## Extract to read
_ _ _ _ _
An increased demand for ILS investments from entities and individuals interested to enhance their utility from illiquid assets such as commercial real-estate, prompt the next stage of development for ILS. Specifically, our Asset-Backed Insurance-Linked investment facility strives to provide property owners with a (short-term) loan in order to invest in ILS. Furthermore, the fact that there is very little correlation between ILS and risks associated with short-term loans on real-estate (outside of the areas related to the ILS transaction; e.g. earthquake risk in Japan is independent of risks attributed to a commercial property such as hospital in Italy), enables us to structure a solid investment facility benefiting all parties involved in such transaction: lenders, investors and ceding insurers.
_ _ _ _ _
## Directions
1. In the text on ILS investment, what does the Asset-Backed Insurance-Linked investment facility aim to give property owners?
2. Carry on the text on asset-backed ILS investment with one more paragraph that follows its last sentence.
_ _ _ _ _
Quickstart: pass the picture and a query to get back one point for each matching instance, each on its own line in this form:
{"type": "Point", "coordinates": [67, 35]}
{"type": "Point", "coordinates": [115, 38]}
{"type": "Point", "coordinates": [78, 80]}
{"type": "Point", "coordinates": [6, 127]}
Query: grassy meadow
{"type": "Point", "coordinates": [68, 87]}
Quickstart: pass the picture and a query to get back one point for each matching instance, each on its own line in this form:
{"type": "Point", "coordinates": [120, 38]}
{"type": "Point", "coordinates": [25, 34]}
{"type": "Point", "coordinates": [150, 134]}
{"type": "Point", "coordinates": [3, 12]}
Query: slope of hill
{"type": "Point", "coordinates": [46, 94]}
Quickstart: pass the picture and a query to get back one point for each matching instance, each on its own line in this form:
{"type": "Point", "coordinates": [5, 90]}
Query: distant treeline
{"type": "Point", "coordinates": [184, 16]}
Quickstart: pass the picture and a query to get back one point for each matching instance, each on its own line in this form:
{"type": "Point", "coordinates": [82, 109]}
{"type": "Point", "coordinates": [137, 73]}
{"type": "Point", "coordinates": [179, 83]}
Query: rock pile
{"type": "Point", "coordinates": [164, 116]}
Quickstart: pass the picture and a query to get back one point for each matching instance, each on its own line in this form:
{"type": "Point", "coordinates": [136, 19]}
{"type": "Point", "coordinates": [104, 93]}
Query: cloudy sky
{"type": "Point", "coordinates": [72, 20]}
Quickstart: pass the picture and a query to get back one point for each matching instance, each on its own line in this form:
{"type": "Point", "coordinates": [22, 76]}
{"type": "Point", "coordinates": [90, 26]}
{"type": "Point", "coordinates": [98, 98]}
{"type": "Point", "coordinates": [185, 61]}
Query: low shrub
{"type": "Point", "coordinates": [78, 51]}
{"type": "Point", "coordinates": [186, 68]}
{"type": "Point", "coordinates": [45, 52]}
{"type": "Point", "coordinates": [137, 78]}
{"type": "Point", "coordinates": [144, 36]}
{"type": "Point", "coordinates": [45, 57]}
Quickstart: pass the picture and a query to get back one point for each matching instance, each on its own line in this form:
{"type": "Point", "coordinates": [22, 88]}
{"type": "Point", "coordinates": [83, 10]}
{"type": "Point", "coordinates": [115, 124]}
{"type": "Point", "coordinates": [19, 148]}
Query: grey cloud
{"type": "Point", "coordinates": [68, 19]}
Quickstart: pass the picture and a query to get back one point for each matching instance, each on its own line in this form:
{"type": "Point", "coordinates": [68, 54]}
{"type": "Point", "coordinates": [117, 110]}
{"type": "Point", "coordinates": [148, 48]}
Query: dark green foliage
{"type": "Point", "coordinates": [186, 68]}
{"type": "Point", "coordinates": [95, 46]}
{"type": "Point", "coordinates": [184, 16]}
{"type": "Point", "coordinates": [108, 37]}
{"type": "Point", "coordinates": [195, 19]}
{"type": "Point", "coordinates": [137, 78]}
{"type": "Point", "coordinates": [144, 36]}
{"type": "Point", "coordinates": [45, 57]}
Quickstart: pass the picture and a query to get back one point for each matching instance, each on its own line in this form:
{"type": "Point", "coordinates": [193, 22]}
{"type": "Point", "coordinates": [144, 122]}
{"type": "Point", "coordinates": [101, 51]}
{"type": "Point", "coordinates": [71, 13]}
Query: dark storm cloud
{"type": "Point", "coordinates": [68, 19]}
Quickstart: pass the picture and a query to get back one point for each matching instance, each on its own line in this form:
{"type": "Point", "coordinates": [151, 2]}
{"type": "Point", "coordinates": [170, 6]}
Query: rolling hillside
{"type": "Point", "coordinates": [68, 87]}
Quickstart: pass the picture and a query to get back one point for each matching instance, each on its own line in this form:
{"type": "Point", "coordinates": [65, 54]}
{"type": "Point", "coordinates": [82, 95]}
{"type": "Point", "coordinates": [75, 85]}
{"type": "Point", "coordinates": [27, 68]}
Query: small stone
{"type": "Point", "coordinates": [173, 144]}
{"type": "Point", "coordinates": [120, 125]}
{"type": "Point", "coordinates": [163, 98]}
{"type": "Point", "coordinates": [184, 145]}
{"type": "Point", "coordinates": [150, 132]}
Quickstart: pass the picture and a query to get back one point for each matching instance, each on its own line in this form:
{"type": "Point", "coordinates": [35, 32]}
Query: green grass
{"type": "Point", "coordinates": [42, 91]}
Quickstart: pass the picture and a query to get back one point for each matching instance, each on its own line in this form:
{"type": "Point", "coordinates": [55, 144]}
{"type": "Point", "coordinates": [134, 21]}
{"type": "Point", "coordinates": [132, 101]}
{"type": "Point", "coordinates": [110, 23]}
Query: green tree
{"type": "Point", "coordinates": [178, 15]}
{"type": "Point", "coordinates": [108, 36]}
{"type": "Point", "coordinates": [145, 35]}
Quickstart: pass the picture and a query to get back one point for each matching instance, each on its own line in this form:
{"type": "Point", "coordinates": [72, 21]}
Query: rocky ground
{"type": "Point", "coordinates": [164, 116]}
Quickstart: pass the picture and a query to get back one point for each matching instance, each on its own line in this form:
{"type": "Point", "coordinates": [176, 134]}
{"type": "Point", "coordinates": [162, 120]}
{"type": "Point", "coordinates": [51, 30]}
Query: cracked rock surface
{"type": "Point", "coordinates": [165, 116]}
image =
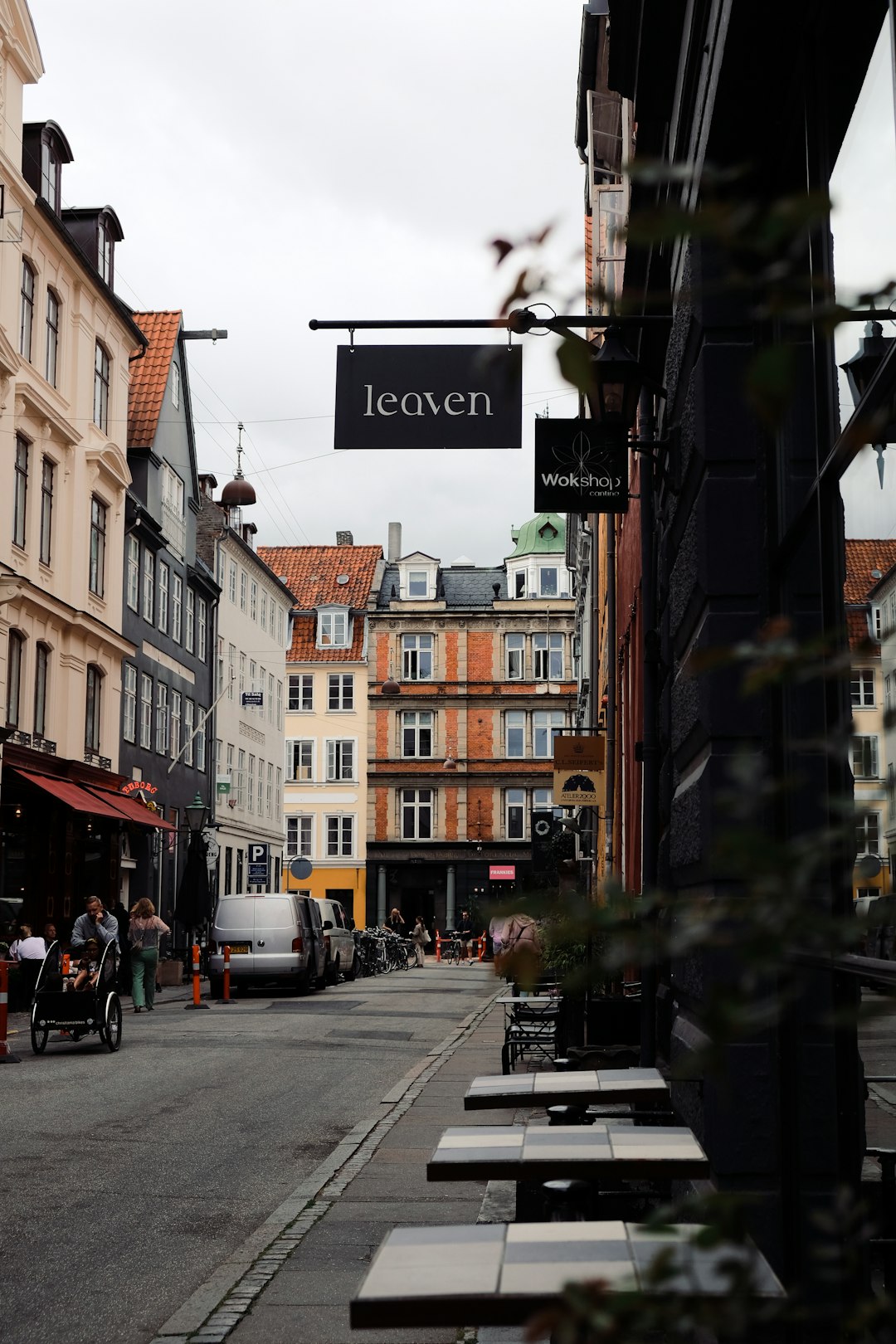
_ _ _ _ _
## Outputs in order
1. A short-term loan to invest in ILS.

2.
Commercial Real-estate Loans

The typical tenor for a loan for a commercial real estate ranges from 5 to 20 years, with the average estimated to be over 10 years. The amortization schedule is linked to a specific deal, but in most cases is lengthier than the term of the loan. Moreover, the debt repayment is usually executed by installments and only partially amortizing the full value of the loan. Therefore a “balloon payment” mechanism is employed as a one off payment of the borrower to the lender by the end of the loan tenor in order to accomplish the repayment of the full value of the loan. The Loan-to-Value (LTV) offered to borrowers for commercial property typically varies from 60% to 80%, depending on the quality of the property and the credit assessment performed by the lender.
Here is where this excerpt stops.